Task to carry out »
The first line of the entries below, the line containing "# holes follow the even-odd rule", and every line between them should be repeated exactly, and nothing else.

Dataset excerpts
----------------------------------------
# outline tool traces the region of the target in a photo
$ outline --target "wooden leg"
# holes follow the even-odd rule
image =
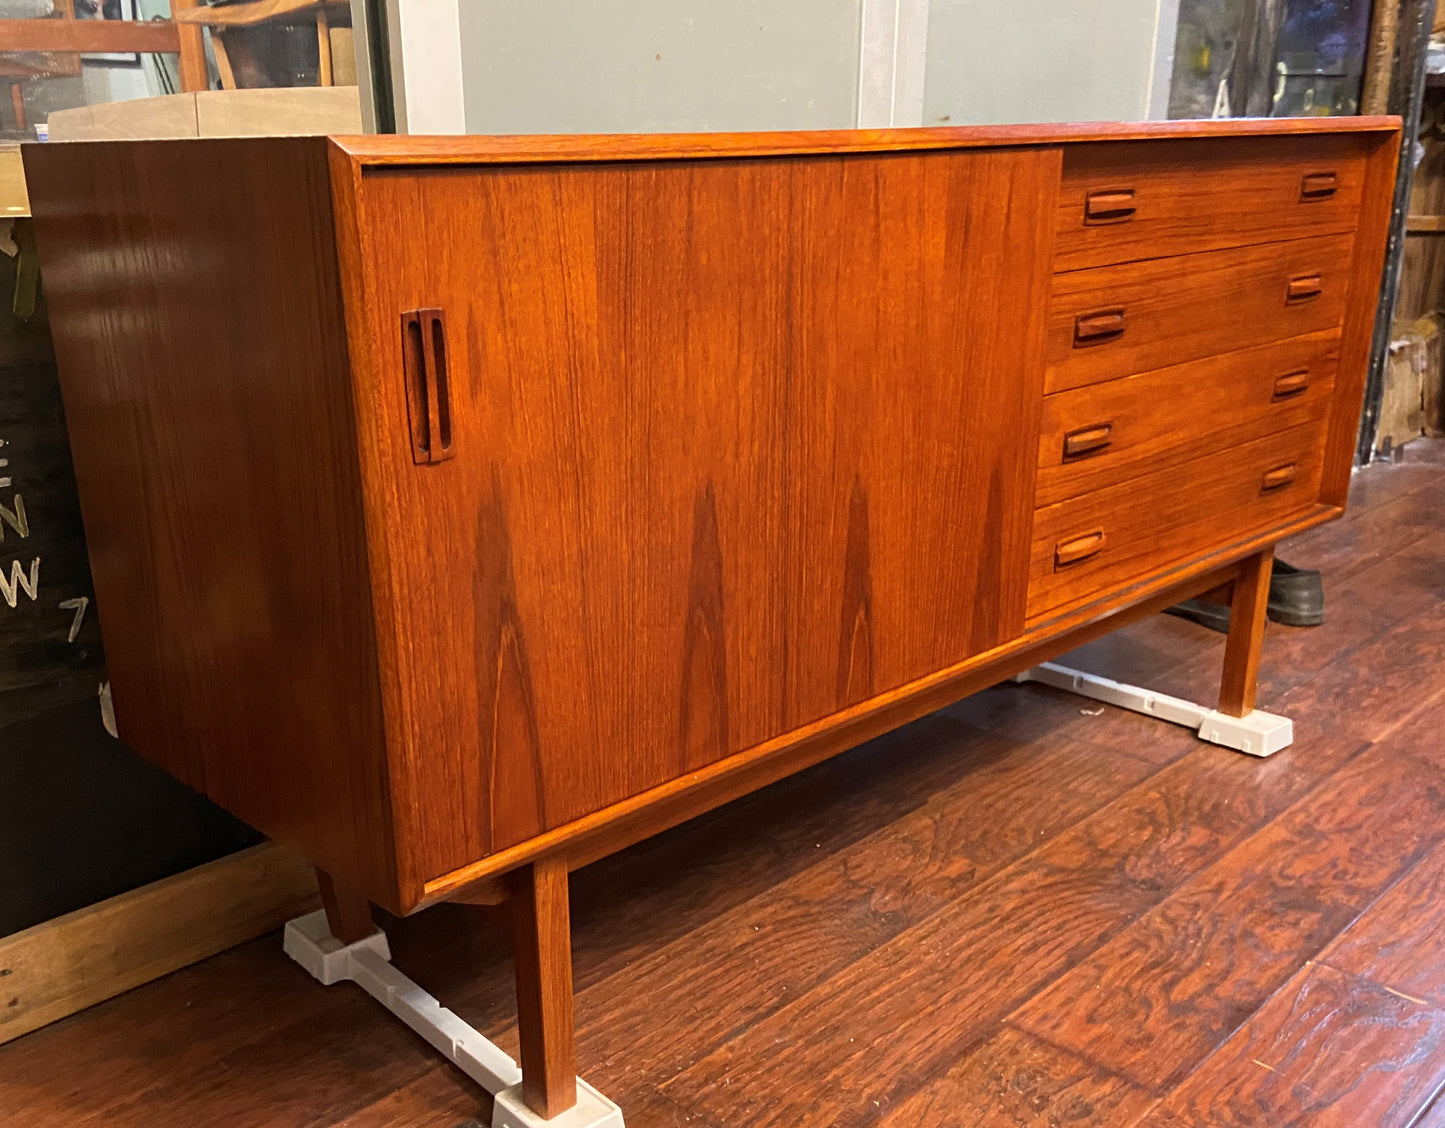
[[[321,887],[326,923],[336,939],[343,944],[355,944],[376,931],[376,923],[371,919],[371,904],[360,893],[337,885],[325,870],[316,871],[316,884]]]
[[[533,862],[518,871],[514,881],[512,936],[522,1097],[533,1112],[551,1119],[577,1103],[566,859]]]
[[[211,50],[216,55],[216,70],[221,75],[221,89],[236,89],[236,72],[231,67],[231,53],[226,49],[226,34],[218,27],[211,28]]]
[[[10,108],[15,112],[16,131],[25,133],[30,128],[30,122],[25,117],[25,93],[18,82],[10,84]]]
[[[316,85],[331,85],[331,21],[325,4],[316,9]]]
[[[200,0],[171,0],[171,11],[176,12],[184,8],[194,8]],[[180,37],[180,77],[181,93],[189,94],[195,90],[209,90],[211,88],[211,76],[206,70],[206,38],[205,32],[200,24],[183,23],[177,26],[176,34]]]
[[[1245,560],[1234,581],[1229,606],[1229,640],[1224,646],[1224,681],[1219,690],[1219,711],[1231,717],[1242,717],[1254,709],[1273,570],[1274,549],[1267,548]]]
----------------------------------------
Result »
# outline tool traces the region of the target in a photo
$ outline --target "wooden leg"
# holes follow the even-odd rule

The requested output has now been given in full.